Starting with the line that contains "on the asphalt", set down each line through the end of the entries below, exactly and with nothing added.

::: EXERCISE MATERIALS

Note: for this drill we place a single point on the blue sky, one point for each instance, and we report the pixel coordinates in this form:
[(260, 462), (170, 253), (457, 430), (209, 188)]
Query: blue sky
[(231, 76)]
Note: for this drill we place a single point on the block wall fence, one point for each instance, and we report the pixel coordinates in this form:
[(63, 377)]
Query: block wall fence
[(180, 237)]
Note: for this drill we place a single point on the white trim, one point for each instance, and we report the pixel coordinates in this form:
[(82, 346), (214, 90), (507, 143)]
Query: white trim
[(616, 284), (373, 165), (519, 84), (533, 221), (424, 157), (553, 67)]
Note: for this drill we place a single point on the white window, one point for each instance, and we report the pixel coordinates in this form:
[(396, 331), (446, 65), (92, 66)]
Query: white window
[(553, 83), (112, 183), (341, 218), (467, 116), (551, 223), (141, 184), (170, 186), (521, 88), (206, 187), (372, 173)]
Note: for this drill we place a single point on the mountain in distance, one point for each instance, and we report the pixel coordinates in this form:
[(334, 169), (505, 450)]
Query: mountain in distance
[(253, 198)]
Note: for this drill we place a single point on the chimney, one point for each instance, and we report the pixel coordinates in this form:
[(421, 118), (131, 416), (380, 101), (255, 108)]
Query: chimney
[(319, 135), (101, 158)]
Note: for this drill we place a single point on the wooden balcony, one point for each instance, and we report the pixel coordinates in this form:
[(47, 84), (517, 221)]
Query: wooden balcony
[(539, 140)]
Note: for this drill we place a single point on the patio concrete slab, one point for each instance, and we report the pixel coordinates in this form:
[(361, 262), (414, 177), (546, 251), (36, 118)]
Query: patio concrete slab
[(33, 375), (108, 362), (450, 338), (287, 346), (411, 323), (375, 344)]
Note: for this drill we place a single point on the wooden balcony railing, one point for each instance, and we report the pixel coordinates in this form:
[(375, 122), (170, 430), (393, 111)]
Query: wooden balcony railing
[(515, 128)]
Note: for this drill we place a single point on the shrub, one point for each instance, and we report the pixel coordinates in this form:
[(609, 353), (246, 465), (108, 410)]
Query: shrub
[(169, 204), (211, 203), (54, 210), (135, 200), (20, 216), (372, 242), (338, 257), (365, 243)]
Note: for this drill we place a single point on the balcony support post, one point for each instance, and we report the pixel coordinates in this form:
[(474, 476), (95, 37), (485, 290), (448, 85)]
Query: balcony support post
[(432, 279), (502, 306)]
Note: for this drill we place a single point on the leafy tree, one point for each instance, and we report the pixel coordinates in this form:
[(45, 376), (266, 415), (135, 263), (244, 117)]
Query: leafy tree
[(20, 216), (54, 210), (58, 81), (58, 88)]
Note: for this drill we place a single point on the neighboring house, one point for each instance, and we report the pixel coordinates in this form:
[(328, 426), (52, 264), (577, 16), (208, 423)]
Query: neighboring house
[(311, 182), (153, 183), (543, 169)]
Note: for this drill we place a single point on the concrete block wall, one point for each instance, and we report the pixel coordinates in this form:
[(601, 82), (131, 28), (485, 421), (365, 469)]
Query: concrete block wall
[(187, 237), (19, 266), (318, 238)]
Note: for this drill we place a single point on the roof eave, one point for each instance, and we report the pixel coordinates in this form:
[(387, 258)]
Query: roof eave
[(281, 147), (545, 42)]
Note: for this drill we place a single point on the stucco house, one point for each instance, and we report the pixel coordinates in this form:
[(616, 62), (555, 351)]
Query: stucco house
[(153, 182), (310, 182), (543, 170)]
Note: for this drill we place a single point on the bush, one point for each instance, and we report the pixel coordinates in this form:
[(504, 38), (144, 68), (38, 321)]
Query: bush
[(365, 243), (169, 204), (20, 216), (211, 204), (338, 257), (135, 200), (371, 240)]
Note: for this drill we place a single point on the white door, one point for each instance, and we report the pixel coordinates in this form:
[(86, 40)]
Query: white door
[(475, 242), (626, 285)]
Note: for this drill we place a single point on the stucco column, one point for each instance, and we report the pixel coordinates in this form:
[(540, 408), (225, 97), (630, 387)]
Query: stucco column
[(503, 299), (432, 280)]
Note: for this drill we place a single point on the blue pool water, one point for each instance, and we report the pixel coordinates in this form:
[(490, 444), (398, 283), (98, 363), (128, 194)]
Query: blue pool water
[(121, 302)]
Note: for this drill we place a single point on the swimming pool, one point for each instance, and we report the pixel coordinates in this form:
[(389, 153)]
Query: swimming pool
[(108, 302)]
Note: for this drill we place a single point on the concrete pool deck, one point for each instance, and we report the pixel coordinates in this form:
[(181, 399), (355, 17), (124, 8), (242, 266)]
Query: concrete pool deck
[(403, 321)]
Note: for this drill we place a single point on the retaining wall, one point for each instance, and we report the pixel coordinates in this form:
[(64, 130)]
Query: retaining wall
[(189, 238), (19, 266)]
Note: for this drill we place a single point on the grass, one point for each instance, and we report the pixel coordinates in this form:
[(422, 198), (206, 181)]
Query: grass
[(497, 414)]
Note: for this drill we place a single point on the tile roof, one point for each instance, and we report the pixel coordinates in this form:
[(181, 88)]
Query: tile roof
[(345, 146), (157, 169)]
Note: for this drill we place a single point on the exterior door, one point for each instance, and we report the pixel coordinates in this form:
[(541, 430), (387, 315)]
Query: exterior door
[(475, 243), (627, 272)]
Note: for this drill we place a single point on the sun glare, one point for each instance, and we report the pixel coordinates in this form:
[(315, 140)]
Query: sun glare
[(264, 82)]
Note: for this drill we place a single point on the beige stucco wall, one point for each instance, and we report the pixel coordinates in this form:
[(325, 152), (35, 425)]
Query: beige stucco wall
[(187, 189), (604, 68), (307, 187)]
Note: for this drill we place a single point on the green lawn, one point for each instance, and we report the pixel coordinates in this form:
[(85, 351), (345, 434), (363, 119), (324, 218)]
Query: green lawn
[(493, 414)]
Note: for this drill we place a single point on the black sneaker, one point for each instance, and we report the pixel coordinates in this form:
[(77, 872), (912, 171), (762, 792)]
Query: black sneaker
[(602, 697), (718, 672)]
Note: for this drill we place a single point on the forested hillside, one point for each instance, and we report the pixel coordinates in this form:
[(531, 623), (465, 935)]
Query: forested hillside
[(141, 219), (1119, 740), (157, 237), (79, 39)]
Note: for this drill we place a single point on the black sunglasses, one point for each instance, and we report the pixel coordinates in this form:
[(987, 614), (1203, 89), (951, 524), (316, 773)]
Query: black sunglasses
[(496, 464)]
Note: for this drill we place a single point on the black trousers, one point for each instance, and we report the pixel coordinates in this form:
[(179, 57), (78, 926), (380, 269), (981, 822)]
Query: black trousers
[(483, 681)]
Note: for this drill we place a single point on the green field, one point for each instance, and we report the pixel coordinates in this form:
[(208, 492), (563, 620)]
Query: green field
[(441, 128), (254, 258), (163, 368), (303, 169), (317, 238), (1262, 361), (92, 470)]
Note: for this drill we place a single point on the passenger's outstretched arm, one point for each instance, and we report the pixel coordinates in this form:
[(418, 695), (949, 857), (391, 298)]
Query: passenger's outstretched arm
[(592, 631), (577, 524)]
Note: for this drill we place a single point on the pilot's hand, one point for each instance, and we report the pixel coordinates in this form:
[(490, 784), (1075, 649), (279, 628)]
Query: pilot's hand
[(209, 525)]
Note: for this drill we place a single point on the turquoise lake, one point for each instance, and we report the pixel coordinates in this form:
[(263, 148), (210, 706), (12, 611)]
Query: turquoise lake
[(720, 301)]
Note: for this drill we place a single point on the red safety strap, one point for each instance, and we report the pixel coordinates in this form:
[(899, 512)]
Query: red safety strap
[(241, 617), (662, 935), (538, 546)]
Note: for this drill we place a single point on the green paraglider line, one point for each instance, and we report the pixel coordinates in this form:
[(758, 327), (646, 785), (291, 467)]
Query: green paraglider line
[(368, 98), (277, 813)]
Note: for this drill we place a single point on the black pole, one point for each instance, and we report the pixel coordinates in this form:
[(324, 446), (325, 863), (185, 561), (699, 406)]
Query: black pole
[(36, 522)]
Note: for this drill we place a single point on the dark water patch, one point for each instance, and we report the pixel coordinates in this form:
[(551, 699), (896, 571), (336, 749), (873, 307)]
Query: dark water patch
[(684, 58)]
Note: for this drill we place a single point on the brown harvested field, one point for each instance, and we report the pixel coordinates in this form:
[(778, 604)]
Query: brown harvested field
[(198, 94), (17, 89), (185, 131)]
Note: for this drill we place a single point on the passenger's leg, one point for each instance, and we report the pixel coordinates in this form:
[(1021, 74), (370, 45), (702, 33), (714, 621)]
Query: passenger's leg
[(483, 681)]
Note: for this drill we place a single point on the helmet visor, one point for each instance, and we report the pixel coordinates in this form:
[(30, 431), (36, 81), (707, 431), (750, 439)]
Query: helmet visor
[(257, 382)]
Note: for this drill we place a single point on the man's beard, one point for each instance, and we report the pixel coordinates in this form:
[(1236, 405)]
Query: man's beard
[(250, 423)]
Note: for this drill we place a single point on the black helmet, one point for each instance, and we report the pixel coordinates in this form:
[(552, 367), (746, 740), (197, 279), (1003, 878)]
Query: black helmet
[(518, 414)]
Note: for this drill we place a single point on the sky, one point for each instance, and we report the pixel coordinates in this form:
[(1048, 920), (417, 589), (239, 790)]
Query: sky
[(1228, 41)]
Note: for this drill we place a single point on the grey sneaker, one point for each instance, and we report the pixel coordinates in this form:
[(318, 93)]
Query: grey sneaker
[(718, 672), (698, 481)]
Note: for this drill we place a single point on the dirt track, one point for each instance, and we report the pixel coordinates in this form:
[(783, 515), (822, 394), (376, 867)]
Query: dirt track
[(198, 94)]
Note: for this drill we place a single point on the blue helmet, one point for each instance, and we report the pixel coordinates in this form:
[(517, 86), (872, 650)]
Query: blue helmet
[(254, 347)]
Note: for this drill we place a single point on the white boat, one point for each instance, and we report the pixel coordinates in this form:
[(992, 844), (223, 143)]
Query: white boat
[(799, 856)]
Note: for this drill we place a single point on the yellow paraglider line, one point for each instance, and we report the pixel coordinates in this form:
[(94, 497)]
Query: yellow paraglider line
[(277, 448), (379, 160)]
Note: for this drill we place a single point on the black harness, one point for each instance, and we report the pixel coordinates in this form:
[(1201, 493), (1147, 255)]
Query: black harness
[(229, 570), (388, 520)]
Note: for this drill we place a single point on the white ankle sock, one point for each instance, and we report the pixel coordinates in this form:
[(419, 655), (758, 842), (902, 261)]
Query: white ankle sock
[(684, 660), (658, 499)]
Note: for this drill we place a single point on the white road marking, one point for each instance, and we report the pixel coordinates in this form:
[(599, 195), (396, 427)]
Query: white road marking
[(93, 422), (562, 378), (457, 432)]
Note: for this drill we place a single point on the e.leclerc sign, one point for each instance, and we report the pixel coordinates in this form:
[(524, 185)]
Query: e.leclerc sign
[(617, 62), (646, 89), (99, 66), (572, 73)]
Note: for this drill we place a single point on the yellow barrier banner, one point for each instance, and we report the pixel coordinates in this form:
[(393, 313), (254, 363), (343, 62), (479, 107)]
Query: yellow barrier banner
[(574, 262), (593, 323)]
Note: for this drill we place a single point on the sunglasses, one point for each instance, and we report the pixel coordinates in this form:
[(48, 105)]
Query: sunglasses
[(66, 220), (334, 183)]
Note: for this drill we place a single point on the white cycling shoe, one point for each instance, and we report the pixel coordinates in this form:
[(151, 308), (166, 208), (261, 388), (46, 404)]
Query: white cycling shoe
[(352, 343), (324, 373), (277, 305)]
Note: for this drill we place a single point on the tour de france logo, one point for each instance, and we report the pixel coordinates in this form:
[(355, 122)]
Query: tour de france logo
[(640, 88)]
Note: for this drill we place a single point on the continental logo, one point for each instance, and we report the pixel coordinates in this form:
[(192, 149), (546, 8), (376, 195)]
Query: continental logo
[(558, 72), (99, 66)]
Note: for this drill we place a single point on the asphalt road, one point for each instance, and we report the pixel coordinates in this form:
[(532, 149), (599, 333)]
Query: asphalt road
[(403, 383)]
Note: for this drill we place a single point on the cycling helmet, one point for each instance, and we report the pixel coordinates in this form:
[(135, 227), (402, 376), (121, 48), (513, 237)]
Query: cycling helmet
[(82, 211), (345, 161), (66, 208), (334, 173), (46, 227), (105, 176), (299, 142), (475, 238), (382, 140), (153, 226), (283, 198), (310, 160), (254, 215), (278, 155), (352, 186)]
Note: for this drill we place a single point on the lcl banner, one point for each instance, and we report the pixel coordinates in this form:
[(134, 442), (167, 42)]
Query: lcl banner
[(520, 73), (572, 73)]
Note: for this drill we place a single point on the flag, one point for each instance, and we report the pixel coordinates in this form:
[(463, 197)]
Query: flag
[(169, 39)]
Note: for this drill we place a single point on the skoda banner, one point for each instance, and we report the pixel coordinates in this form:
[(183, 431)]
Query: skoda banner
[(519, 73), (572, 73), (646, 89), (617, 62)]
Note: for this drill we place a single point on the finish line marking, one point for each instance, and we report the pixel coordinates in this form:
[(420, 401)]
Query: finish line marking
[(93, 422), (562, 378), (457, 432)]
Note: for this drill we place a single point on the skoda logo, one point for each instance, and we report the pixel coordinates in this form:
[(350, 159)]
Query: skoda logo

::::::

- WRITTEN RESPONSE
Note: for this drill we place a single point on the asphalt road, one point for each instance, and we report the pixel coordinates in this form:
[(532, 149), (599, 333)]
Query: asphalt road
[(403, 383)]
Note: for this drill we place a single point on the cycling helmet, one point for each instance, and we report the pixel coordinates in this form:
[(135, 227), (402, 376), (121, 48), (513, 237)]
Query: cycling helmet
[(82, 211), (345, 161), (66, 208), (334, 173), (46, 227), (105, 176), (299, 142), (475, 238), (382, 140), (153, 226), (283, 198), (310, 160), (254, 215), (278, 155), (352, 186)]
Note: for this drill we place a single point on the lcl banner, one point for each instance, and we report the pixel coordinates in this form:
[(134, 442), (167, 42)]
Query: lcl banner
[(520, 73), (572, 73)]
Note: for this drill we place a single point on the flag, one point for each instance, and we report the pixel coordinates in this form:
[(463, 197)]
Query: flag
[(169, 39)]
Note: for this drill we place a single point on the skoda banner, one point for each instance, and we report the pixel coordinates in this form:
[(183, 431)]
Query: skoda banner
[(519, 73), (572, 73), (646, 89), (617, 62)]
Note: for this drill we place a single point on the finish line marking, one point for each instance, and we report the pixel coordinates in this form:
[(420, 401)]
Query: finish line marking
[(93, 422), (562, 378), (457, 432)]
Note: for this drill we place a single point on the skoda logo, one point for each instance, and we report the pixel coordinates in this form:
[(350, 159)]
Query: skoda logo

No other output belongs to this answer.